**WORK TO BE COMPLETED:**
Reproduce verbatim the passage of the camogie preview that opens with the words "Win or bust" and closes with "before midsummer’s day.".

**TEXT PROVIDED:**
Win or bust for Tipp in Wexford
CAMOGIE: Glen Dimplex All-Ireland Senior Championship Preview
WEXFORD v TIPPERARY
Bellefield, Enniscorthy
Saturday 18th June
Throw-in @ 2.00pm
Referee: Liz Dempsey
By Thomas Conway
For Tipperary and for Wexford, this game could not be more consequential.
It could represent a tipping point, in either direction, for whichever team wins or loses. A draw might just suffice to keep each side within technical range of a knock-out spot (depending on results elsewhere), but realistically, it won’t be enough. This is black and white, winner-takes-all stuff. Lose and you’re effectively gone, exiled from the 2022 championship on the 18th of June, hopes of Croke Park glory crushed before midsummer’s day.
For a Tipperary team which promised so much in the lead up to this year’s competition, departing the championship at such an early stage would be sickening. Should they lose to Wexford, their season will go down as a failure, a year in which something went terribly wrong.
Underwhelming performances in their first three games have prompted serious questions: did they prime themselves for the wrong moment or hit their peak too early? Has the psychological pressure of being big-time championship contenders weighed too heavily on their shoulders? Or is the best yet to come? Is there a kick in this team, a mid-season surge which will catapult them to the stars? Can they rise to the challenge?
Burgess-Duharra midfielder Caoimhe Maher, who is now a seasoned campaigner at inter-county level, believes they can. Maher was one of Tipp’s few leading lights in a display against Waterford last time out, which felt flat and disoriented. She clocked in with three points, but she also walked off the pitch firm in the knowledge that Tipp could still secure a place in the knockout stages. Maher isn’t delusional - she acknowledges that Tipp have failed to ignite in recent games, admitting that the reasons for their under-par performances haven’t been entirely clear.
“There are no two ways about it, something hasn’t clicked, something hasn’t been right over the last few games,” Maher admitted.
“And we’ve struggled to even understand why that was, to be honest. But I wouldn’t necessarily write it down to just confidence or anything like that. It’s something which we haven’t necessarily been able to pinpoint.

**SOURCE DATA:**

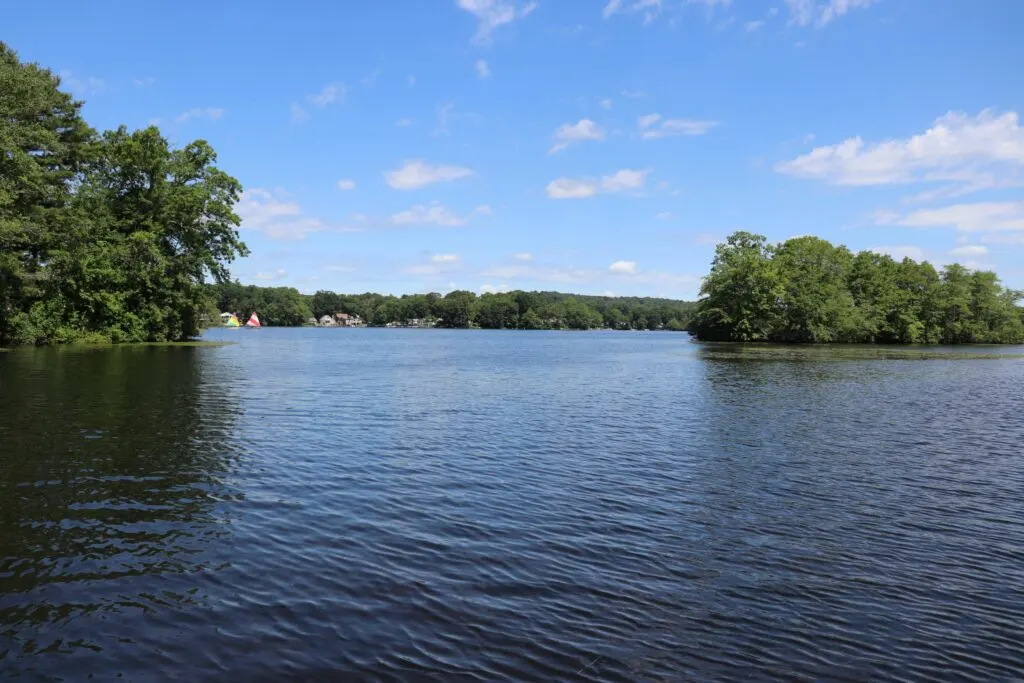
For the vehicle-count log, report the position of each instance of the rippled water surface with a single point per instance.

**WRITTEN SOLUTION:**
Win or bust for Tipp in Wexford
CAMOGIE: Glen Dimplex All-Ireland Senior Championship Preview
WEXFORD v TIPPERARY
Bellefield, Enniscorthy
Saturday 18th June
Throw-in @ 2.00pm
Referee: Liz Dempsey
By Thomas Conway
For Tipperary and for Wexford, this game could not be more consequential.
It could represent a tipping point, in either direction, for whichever team wins or loses. A draw might just suffice to keep each side within technical range of a knock-out spot (depending on results elsewhere), but realistically, it won’t be enough. This is black and white, winner-takes-all stuff. Lose and you’re effectively gone, exiled from the 2022 championship on the 18th of June, hopes of Croke Park glory crushed before midsummer’s day.